Begin Input for this task

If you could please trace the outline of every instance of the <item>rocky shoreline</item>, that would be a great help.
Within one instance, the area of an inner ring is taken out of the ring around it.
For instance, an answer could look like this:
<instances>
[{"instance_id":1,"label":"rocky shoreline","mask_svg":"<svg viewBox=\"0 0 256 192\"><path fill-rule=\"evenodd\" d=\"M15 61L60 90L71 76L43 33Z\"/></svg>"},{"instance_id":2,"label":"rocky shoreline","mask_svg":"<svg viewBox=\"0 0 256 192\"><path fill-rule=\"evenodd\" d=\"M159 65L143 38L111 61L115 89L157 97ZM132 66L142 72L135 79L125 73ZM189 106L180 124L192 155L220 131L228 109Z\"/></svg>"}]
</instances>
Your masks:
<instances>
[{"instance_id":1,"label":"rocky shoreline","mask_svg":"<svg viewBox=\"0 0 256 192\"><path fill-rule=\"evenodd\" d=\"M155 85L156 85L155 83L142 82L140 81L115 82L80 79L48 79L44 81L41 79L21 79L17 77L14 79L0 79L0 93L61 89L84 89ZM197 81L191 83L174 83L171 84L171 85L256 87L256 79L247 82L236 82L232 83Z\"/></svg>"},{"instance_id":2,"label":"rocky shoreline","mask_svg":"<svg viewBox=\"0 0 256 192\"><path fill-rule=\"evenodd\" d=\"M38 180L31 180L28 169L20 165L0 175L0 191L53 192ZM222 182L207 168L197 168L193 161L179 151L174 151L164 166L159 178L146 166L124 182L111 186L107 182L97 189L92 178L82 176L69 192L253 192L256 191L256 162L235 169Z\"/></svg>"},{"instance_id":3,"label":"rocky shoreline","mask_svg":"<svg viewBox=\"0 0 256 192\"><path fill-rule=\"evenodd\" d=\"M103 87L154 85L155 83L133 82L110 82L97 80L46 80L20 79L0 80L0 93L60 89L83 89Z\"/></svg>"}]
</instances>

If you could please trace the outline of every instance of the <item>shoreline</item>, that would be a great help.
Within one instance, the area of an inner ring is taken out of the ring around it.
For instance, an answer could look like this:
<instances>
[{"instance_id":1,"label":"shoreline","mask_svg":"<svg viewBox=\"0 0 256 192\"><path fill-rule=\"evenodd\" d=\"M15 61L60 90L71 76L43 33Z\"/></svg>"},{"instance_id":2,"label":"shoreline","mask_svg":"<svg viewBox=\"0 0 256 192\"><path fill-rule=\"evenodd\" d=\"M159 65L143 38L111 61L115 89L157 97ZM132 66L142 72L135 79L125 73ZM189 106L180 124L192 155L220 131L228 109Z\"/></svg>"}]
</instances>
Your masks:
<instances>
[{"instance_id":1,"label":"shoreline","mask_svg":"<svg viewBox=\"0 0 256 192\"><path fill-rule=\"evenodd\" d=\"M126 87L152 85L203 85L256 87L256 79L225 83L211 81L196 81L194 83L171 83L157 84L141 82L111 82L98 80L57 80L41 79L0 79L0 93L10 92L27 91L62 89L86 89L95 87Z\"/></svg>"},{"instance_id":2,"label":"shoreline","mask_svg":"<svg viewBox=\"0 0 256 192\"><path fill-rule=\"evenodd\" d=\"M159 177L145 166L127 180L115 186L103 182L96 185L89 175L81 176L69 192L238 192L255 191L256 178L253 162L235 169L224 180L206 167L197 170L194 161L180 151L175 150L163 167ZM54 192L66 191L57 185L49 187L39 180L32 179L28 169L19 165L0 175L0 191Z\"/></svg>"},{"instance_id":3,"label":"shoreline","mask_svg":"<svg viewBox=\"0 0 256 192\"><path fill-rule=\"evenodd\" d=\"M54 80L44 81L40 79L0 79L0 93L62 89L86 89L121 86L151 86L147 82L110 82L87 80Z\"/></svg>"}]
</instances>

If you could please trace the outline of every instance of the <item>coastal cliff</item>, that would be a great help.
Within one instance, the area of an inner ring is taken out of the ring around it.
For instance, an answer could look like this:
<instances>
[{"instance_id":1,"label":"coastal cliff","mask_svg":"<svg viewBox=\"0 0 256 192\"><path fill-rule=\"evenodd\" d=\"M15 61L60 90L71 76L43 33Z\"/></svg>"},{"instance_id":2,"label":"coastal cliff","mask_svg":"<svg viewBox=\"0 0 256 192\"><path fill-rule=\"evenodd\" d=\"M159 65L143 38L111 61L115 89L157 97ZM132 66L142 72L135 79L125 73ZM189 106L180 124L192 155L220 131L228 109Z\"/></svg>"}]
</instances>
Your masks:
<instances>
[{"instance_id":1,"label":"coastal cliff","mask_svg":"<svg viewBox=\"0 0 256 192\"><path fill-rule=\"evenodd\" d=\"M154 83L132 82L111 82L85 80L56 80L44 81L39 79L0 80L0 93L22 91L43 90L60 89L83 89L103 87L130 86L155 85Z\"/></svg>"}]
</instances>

End Input for this task

### Given exercise:
The data above must be returned in full, exactly as written.

### Solution for this task:
If you could please trace the outline of every instance of the <item>rocky shoreline</item>, that would be a great help.
Within one instance, the area of an inner ring is taken out of the ring around it.
For instance, an answer could look like this:
<instances>
[{"instance_id":1,"label":"rocky shoreline","mask_svg":"<svg viewBox=\"0 0 256 192\"><path fill-rule=\"evenodd\" d=\"M15 61L60 90L71 76L43 33Z\"/></svg>"},{"instance_id":2,"label":"rocky shoreline","mask_svg":"<svg viewBox=\"0 0 256 192\"><path fill-rule=\"evenodd\" d=\"M159 65L143 38L111 61L115 89L157 97ZM132 66L142 72L135 79L125 73ZM189 106L180 124L192 155L220 131L228 109Z\"/></svg>"}]
</instances>
Your masks:
<instances>
[{"instance_id":1,"label":"rocky shoreline","mask_svg":"<svg viewBox=\"0 0 256 192\"><path fill-rule=\"evenodd\" d=\"M155 85L156 85L155 83L142 82L140 81L115 82L80 79L48 79L44 81L41 79L21 79L17 77L14 79L0 79L0 93L61 89L84 89ZM197 81L191 83L174 83L171 84L171 85L256 87L256 79L247 82L236 82L232 83Z\"/></svg>"},{"instance_id":2,"label":"rocky shoreline","mask_svg":"<svg viewBox=\"0 0 256 192\"><path fill-rule=\"evenodd\" d=\"M38 180L31 180L28 169L20 165L0 175L0 191L53 192ZM222 182L207 168L197 168L193 161L179 151L174 151L164 166L159 178L146 166L124 182L111 186L107 182L97 189L92 178L82 176L69 192L253 192L256 191L256 162L235 169Z\"/></svg>"},{"instance_id":3,"label":"rocky shoreline","mask_svg":"<svg viewBox=\"0 0 256 192\"><path fill-rule=\"evenodd\" d=\"M103 87L154 85L155 83L133 82L110 82L97 80L46 80L20 79L0 80L0 93L60 89L83 89Z\"/></svg>"}]
</instances>

If you could please trace the outline of every instance of the <item>shoreline</item>, that would be a great help.
Within one instance, the area of an inner ring is taken out of the ring around it.
For instance, an answer could look like this:
<instances>
[{"instance_id":1,"label":"shoreline","mask_svg":"<svg viewBox=\"0 0 256 192\"><path fill-rule=\"evenodd\" d=\"M15 61L60 90L71 76L43 33Z\"/></svg>"},{"instance_id":2,"label":"shoreline","mask_svg":"<svg viewBox=\"0 0 256 192\"><path fill-rule=\"evenodd\" d=\"M159 65L143 38L111 61L115 89L157 97ZM132 66L142 72L135 79L125 73ZM189 106L180 124L192 155L220 131L228 109Z\"/></svg>"}]
</instances>
Your masks:
<instances>
[{"instance_id":1,"label":"shoreline","mask_svg":"<svg viewBox=\"0 0 256 192\"><path fill-rule=\"evenodd\" d=\"M126 87L152 85L203 85L256 87L256 79L225 83L211 81L196 81L194 83L171 83L157 84L141 82L111 82L98 80L57 80L41 79L0 79L0 93L10 92L27 91L62 89L86 89L95 87Z\"/></svg>"},{"instance_id":2,"label":"shoreline","mask_svg":"<svg viewBox=\"0 0 256 192\"><path fill-rule=\"evenodd\" d=\"M159 177L145 166L127 180L115 186L103 182L96 185L89 175L81 176L69 192L238 192L255 191L256 178L253 162L235 169L224 180L206 167L197 170L194 161L180 151L175 150L163 167ZM54 192L66 191L57 185L49 187L39 180L32 179L28 169L19 165L0 175L0 191Z\"/></svg>"},{"instance_id":3,"label":"shoreline","mask_svg":"<svg viewBox=\"0 0 256 192\"><path fill-rule=\"evenodd\" d=\"M54 80L44 81L40 79L0 79L0 93L62 89L86 89L121 86L151 86L147 82L110 82L87 80Z\"/></svg>"}]
</instances>

If you could please trace the outline of every instance of the <item>coastal cliff</item>, that would be a great help.
Within one instance, the area of an inner ring is taken out of the ring around it.
For instance, an answer could look like this:
<instances>
[{"instance_id":1,"label":"coastal cliff","mask_svg":"<svg viewBox=\"0 0 256 192\"><path fill-rule=\"evenodd\" d=\"M15 61L60 90L71 76L43 33Z\"/></svg>"},{"instance_id":2,"label":"coastal cliff","mask_svg":"<svg viewBox=\"0 0 256 192\"><path fill-rule=\"evenodd\" d=\"M159 65L143 38L111 61L115 89L157 97ZM132 66L142 72L135 79L125 73ZM189 106L180 124L192 155L220 131L228 109Z\"/></svg>"}]
</instances>
Your masks:
<instances>
[{"instance_id":1,"label":"coastal cliff","mask_svg":"<svg viewBox=\"0 0 256 192\"><path fill-rule=\"evenodd\" d=\"M154 83L132 82L111 82L85 80L56 80L44 81L39 79L0 80L0 93L22 91L43 90L60 89L83 89L103 87L130 86L155 85Z\"/></svg>"}]
</instances>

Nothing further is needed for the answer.